-- Start Supplied information --

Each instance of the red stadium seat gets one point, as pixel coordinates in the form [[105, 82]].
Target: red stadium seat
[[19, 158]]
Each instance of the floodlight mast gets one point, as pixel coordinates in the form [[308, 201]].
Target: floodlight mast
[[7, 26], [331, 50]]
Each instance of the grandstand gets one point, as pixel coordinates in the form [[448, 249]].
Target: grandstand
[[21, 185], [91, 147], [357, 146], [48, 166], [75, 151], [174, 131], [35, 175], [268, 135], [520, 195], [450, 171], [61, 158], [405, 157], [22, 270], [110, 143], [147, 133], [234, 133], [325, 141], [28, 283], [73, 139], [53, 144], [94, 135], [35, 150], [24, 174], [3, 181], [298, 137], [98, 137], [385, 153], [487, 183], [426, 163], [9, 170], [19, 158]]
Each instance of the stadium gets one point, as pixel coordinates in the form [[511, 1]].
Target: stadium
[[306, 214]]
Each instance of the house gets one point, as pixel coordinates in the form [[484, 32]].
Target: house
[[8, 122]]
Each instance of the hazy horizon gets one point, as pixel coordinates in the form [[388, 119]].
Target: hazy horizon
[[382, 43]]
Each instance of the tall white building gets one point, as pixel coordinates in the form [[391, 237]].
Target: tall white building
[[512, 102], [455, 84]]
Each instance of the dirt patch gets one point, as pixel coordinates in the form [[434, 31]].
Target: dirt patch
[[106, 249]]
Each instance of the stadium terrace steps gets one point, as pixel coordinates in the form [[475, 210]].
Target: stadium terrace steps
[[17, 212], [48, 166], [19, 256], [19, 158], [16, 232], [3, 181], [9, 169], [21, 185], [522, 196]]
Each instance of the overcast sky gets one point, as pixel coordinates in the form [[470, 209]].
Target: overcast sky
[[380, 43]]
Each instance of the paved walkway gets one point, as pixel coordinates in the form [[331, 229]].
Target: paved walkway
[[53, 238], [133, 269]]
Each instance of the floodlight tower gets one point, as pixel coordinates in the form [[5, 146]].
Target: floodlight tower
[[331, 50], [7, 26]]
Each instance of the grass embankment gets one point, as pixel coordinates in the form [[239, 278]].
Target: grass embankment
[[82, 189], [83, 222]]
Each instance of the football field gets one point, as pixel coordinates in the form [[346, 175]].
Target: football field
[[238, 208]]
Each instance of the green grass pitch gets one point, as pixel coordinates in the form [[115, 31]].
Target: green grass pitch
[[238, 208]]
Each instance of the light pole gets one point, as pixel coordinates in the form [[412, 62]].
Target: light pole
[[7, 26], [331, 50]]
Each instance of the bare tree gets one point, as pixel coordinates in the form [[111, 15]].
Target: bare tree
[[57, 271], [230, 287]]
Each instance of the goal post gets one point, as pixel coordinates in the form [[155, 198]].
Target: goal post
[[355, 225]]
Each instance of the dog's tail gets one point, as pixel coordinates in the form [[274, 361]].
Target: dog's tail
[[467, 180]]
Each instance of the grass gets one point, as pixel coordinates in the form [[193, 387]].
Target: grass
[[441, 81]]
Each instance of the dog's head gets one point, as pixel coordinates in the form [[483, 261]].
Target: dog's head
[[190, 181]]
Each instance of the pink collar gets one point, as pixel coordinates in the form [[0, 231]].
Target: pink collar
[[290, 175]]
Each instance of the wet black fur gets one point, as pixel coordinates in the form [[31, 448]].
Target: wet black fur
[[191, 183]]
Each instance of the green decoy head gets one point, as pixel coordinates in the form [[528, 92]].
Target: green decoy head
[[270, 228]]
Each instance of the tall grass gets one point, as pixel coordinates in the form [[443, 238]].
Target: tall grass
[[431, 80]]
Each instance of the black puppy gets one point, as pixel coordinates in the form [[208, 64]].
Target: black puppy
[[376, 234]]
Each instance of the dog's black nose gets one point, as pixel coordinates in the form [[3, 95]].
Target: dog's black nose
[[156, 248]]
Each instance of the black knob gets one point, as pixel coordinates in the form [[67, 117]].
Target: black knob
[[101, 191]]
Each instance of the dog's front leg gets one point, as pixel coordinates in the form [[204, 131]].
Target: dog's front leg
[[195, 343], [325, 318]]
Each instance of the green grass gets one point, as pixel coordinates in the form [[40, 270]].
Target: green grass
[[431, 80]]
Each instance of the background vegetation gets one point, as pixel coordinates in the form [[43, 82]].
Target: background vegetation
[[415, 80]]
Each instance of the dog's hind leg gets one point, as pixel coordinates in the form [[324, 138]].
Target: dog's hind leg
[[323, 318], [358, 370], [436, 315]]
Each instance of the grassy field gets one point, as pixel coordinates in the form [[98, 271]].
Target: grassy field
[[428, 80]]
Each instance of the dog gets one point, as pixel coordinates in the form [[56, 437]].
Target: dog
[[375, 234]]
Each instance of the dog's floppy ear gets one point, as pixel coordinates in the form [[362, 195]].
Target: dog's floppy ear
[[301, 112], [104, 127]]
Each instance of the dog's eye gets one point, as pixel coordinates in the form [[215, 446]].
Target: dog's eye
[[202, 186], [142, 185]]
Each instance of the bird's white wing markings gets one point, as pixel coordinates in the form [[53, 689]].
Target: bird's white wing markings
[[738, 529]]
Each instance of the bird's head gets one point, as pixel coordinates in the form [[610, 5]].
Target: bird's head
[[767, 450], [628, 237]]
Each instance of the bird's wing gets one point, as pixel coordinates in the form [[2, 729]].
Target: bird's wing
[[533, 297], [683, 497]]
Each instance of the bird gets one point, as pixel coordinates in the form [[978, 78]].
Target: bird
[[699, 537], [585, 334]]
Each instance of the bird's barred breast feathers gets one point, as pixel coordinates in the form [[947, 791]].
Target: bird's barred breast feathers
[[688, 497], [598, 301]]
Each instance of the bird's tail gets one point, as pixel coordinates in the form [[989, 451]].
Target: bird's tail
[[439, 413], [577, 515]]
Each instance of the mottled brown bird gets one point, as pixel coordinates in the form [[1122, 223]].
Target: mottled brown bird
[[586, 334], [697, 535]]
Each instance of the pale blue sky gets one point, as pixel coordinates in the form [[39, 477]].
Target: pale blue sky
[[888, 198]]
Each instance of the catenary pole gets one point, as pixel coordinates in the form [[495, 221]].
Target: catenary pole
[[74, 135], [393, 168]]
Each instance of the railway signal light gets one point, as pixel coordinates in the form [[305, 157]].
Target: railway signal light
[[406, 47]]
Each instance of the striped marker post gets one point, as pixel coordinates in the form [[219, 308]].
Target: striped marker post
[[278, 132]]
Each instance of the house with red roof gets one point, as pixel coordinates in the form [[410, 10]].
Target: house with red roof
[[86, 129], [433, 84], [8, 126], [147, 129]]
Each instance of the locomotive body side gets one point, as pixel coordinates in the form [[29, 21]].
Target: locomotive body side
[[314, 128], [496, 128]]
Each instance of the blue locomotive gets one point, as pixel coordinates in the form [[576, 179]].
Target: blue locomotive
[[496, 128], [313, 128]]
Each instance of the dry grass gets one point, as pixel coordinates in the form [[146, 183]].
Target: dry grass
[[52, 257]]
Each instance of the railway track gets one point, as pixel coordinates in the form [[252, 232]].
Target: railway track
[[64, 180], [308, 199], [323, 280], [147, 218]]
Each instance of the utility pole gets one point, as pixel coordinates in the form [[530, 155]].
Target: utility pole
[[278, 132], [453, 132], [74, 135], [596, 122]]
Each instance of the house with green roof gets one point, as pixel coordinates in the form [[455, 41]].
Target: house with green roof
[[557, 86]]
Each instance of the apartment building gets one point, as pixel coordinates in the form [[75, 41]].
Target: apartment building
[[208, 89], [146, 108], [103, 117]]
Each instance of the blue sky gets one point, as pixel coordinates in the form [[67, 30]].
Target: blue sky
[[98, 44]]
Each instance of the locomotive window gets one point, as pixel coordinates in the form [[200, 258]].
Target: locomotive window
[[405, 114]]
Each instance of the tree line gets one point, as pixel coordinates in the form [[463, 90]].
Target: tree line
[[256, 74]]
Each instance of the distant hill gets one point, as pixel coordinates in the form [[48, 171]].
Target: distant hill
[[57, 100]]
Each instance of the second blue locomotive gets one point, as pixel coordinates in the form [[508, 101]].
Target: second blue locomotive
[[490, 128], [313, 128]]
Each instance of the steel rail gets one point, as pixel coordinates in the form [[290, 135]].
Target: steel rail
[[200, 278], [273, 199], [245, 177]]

-- End Supplied information --

_Written exercise_
Everything from the line containing "Each instance of the railway signal" to the end of the data above should be quoted exactly, please, both ends included, and nothing outside that span.

_Solution to the exercise_
Each instance of the railway signal light gets one point, as pixel coordinates in the form [[305, 157]].
Target: railway signal light
[[406, 47]]
Each instance of the striped marker post gets one point, as pixel coordinates in the form [[219, 308]].
Target: striped marker post
[[278, 132]]
Each instance of the house with red roof gets one point, as pixel coordinates in the form [[410, 10]].
Target: house with red roof
[[86, 129], [433, 84], [8, 126], [147, 129]]
Each instance of the locomotive body side gets one point, as pixel coordinates in the form [[29, 21]].
Target: locomotive body side
[[314, 128], [496, 128]]
Each instance of the blue locomotive gets one point, as pixel coordinates in the form [[576, 179]].
Target: blue locomotive
[[496, 128], [313, 128]]
Each instance of the dry grass gets one point, as pixel coordinates in the form [[146, 183]].
Target: dry grass
[[52, 257]]
Each instance of the railway track gets one point, as pixel coordinates in the form [[252, 232]].
Target: railway track
[[64, 180], [308, 199], [323, 280], [147, 218]]
Each instance of the utility pole gets one point, as pixel coordinates in the form [[530, 155]].
Target: utility pole
[[278, 132], [453, 132], [74, 135], [596, 122]]
Each instance of the house with green roof gets one point, as pixel coordinates in the form [[455, 41]].
Target: house with green roof
[[557, 86]]
Each instance of the apartment building gets one point, as pixel coordinates in the form [[75, 41]].
Target: apartment building
[[208, 89], [146, 108], [103, 117]]
Each instance of the blue sky gets one point, as pixel coordinates in the form [[67, 30]].
Target: blue sky
[[98, 44]]
Each instance of the locomotive window gets one point, as pixel coordinates in the form [[200, 258]].
Target: locomotive window
[[405, 114]]
Each instance of the tree line gets one point, as pixel coordinates in the form [[463, 90]].
Target: tree line
[[256, 74]]
Each instance of the distant hill gets one point, as pixel coordinates in the form [[48, 171]].
Target: distant hill
[[57, 100]]
Each instance of the second blue locomotive gets one point, as pixel coordinates in the form [[508, 101]].
Target: second blue locomotive
[[490, 128], [313, 128]]
Each instance of the steel rail gets one point, as pixel coordinates in the form [[290, 135]].
Target: steel rail
[[200, 278], [273, 199], [245, 177]]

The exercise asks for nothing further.